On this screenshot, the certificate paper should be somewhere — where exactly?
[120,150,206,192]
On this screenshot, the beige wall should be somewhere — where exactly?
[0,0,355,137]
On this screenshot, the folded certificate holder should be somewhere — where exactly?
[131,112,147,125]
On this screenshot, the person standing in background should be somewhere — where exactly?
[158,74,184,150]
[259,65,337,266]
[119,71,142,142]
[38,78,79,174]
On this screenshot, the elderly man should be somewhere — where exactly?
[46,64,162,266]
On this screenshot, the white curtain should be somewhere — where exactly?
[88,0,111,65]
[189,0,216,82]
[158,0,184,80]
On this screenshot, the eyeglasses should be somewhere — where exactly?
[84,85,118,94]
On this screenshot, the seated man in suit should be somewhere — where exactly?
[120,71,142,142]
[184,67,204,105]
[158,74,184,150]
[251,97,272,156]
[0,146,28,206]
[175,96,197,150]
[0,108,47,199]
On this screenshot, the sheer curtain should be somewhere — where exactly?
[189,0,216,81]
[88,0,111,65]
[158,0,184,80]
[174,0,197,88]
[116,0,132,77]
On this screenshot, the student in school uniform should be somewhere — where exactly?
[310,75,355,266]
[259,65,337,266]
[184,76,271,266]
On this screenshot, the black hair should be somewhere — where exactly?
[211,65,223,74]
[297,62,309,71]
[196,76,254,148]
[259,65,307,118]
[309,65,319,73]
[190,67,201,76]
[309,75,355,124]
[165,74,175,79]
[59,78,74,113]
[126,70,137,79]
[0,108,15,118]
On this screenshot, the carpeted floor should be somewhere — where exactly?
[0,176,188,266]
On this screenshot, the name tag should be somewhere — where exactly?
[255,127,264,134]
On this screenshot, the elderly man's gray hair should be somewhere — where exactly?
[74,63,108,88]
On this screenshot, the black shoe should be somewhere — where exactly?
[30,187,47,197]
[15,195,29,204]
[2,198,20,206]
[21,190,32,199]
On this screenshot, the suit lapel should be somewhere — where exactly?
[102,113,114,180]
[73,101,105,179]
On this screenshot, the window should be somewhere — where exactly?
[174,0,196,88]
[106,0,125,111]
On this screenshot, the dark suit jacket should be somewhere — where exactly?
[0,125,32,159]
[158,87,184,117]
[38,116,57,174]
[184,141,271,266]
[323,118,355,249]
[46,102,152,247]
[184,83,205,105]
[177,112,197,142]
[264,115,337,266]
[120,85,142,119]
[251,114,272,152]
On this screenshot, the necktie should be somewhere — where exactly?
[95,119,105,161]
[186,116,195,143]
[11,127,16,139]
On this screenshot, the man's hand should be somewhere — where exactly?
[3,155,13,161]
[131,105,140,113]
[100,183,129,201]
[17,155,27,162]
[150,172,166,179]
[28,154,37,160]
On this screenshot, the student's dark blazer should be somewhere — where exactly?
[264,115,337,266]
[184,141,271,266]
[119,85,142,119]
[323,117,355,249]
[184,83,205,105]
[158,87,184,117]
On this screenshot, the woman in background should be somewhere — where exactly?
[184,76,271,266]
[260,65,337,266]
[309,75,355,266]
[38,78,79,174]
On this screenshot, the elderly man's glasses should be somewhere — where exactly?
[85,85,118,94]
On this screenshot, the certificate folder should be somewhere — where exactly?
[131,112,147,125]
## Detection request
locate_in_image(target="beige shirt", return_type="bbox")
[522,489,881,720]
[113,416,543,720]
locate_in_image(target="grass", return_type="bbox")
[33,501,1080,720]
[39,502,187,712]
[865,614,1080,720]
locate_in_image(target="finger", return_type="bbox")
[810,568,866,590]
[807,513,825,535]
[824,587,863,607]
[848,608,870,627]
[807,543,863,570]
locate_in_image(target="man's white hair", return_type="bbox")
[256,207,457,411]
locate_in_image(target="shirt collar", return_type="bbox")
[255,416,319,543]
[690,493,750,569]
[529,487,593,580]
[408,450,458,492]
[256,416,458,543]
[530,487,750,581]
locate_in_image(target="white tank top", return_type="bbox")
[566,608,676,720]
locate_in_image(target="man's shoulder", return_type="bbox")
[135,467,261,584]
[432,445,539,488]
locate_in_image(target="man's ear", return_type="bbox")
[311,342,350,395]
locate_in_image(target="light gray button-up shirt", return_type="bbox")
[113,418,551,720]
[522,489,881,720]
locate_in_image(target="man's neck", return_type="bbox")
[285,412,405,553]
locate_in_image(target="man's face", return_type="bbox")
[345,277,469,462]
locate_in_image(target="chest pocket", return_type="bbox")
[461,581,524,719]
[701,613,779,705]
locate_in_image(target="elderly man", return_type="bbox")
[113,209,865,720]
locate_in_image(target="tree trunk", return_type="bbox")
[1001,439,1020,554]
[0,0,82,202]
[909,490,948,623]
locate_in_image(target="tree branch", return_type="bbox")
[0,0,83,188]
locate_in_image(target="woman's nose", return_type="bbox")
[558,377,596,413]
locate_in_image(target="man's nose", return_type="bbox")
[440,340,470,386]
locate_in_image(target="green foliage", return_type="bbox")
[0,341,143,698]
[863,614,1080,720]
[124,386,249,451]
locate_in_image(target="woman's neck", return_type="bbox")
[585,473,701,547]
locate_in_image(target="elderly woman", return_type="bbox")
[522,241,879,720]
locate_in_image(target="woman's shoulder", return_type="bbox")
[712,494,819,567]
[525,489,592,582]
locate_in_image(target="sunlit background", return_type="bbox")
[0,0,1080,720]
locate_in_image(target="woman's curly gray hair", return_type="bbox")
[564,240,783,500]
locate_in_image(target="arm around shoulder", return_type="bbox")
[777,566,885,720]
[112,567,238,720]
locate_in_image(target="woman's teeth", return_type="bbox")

_ _ _ _ _

# [Task prompt]
Write out all of the material above again, word for word and line for line, without changing anything.

# [Output for this task]
On this screenshot, the certificate paper should be somewhere — where exactly?
[120,150,206,192]
On this screenshot, the beige wall should be somewhere — where exactly?
[0,0,355,137]
On this screenshot, the folded certificate holder should be somewhere — where exactly?
[131,112,147,125]
On this screenshot, the person standing in background should be somewhere — where exactly?
[158,74,184,150]
[259,65,337,266]
[119,71,142,142]
[38,78,79,174]
On this screenshot, the elderly man should be somewhere — where exactly?
[46,64,162,266]
On this screenshot, the white curtain should be somewhere — where exactly?
[88,0,111,65]
[189,0,216,82]
[158,0,184,80]
On this screenshot, the eyeglasses should be somewhere — where exactly?
[84,85,118,94]
On this screenshot, the seated man in suit should be somewhere — where exactly?
[120,71,142,142]
[184,67,204,105]
[158,74,184,150]
[251,97,272,156]
[0,146,28,206]
[175,96,197,150]
[0,108,47,199]
On this screenshot, the sheer curtain should be somewhere — where exactly?
[189,0,216,81]
[88,0,111,65]
[158,0,184,80]
[174,0,197,88]
[116,0,132,77]
On this screenshot, the student in school uniform should be somewhere — where exactly?
[310,75,355,266]
[259,65,337,266]
[184,76,271,266]
On this screenshot, the black hair should be somewhere — where exactly?
[211,65,223,74]
[297,62,309,71]
[196,76,254,148]
[259,65,307,118]
[309,65,319,73]
[190,67,201,76]
[309,75,355,124]
[165,74,175,79]
[59,78,74,113]
[126,70,137,79]
[0,108,15,118]
On this screenshot, the carpeted floor should be somewhere — where exactly?
[0,176,188,266]
On this screenshot, the name tag should be somewhere — where exactly?
[255,127,264,134]
On this screenshot, the elderly man's gray hair should be somewhere — where exactly?
[74,63,108,88]
On this screenshot, the black shoe should be somewhere — where exactly?
[30,187,47,197]
[15,195,29,204]
[2,198,20,206]
[21,190,32,199]
On this screenshot, the suit lapel should be somewhere — where exactly?
[102,113,114,180]
[73,101,105,179]
On this screenshot, the window should be somewhere — where exactly?
[174,0,196,88]
[106,0,125,111]
On this screenshot, the dark suit jacket should be somewhere — where exactly?
[0,125,32,159]
[158,87,184,117]
[38,116,57,174]
[184,141,271,266]
[323,118,355,249]
[46,102,152,247]
[184,83,205,105]
[177,112,197,142]
[264,115,337,266]
[120,85,142,119]
[251,114,272,152]
On this screenshot, the necktie should be somewhere — where exactly?
[95,119,105,161]
[186,116,195,143]
[11,127,16,139]
On this screenshot, the man's hand should be somewhere — where exactly?
[3,155,13,161]
[131,105,140,113]
[100,183,129,201]
[17,155,27,162]
[150,172,166,179]
[28,154,37,160]
On this screenshot, the student's dark blazer should be somewhere — where exactly?
[264,115,337,266]
[184,141,271,266]
[119,85,142,119]
[323,117,355,249]
[184,83,205,105]
[158,87,184,117]
On this screenshot, the woman in background should be somewhere — where exactly?
[184,76,271,266]
[260,65,337,266]
[309,75,355,266]
[38,78,79,174]
On this screenshot, the elderly man's glasses should be somewhere — where exactly?
[85,85,118,94]
On this screenshot, the certificate folder should be somewhere — where exactly?
[131,112,147,125]
## Detection request
locate_in_image(target="beige shirt", return_type="bbox")
[522,489,881,720]
[113,416,543,720]
locate_in_image(target="grass", return_type="bbox")
[33,501,1080,720]
[39,502,187,712]
[865,614,1080,720]
locate_in_image(target="finger", return_type="bbox")
[810,568,866,590]
[807,513,825,535]
[824,587,863,607]
[848,608,870,627]
[807,543,863,570]
locate_in_image(target="man's white hair", return_type="bbox")
[256,207,457,411]
locate_in_image(target="shirt collar", return_type="bbox")
[255,416,319,543]
[690,493,750,569]
[529,487,593,580]
[408,450,458,492]
[256,416,458,543]
[530,487,750,581]
locate_in_image(target="white tank top", return_type="bbox")
[566,608,676,720]
locate_in_image(target="man's shoulder", return_type="bbox")
[135,467,261,584]
[432,445,539,488]
locate_in_image(target="man's ear", return_type="bbox")
[311,342,350,395]
locate_in_image(target="light gray button-up shirt", return_type="bbox")
[113,418,551,720]
[522,489,881,720]
locate_in_image(target="man's neck", return_type="bbox")
[285,412,405,553]
locate_in_image(target="man's face", return_type="bbox")
[345,277,469,462]
locate_in_image(target="chest pocket", return_type="bbox")
[461,581,524,719]
[701,613,779,705]
locate_in_image(target="elderly man", return_type="bbox")
[113,209,865,720]
locate_in_image(target="tree trunk", return_type="bbox")
[1001,439,1020,554]
[0,0,82,202]
[909,490,948,623]
locate_in_image(target="tree branch", return_type="bbox")
[0,0,83,188]
locate_in_image(target="woman's nose", return_type="bbox")
[558,377,596,413]
locate_in_image(target="man's nose", return_type="bbox")
[440,340,470,386]
locate_in_image(target="green foliage", return_type="bbox")
[0,341,143,698]
[863,614,1080,720]
[124,386,249,451]
locate_in_image(target="woman's neck", return_type="bbox")
[585,473,701,547]
locate_in_image(target="elderly woman", return_type="bbox")
[522,241,879,720]
locate_in_image(target="woman's shoulder", return_type="bbox")
[712,494,819,567]
[525,489,592,582]
locate_in_image(target="sunlit background", return_type="bbox")
[0,0,1080,720]
locate_in_image(target="woman's curly gray hair", return_type="bbox")
[564,240,783,500]
locate_in_image(target="arm around shoulder", return_type="bbox")
[777,566,885,720]
[112,567,238,720]
locate_in_image(target="woman's teeth", return_type="bbox")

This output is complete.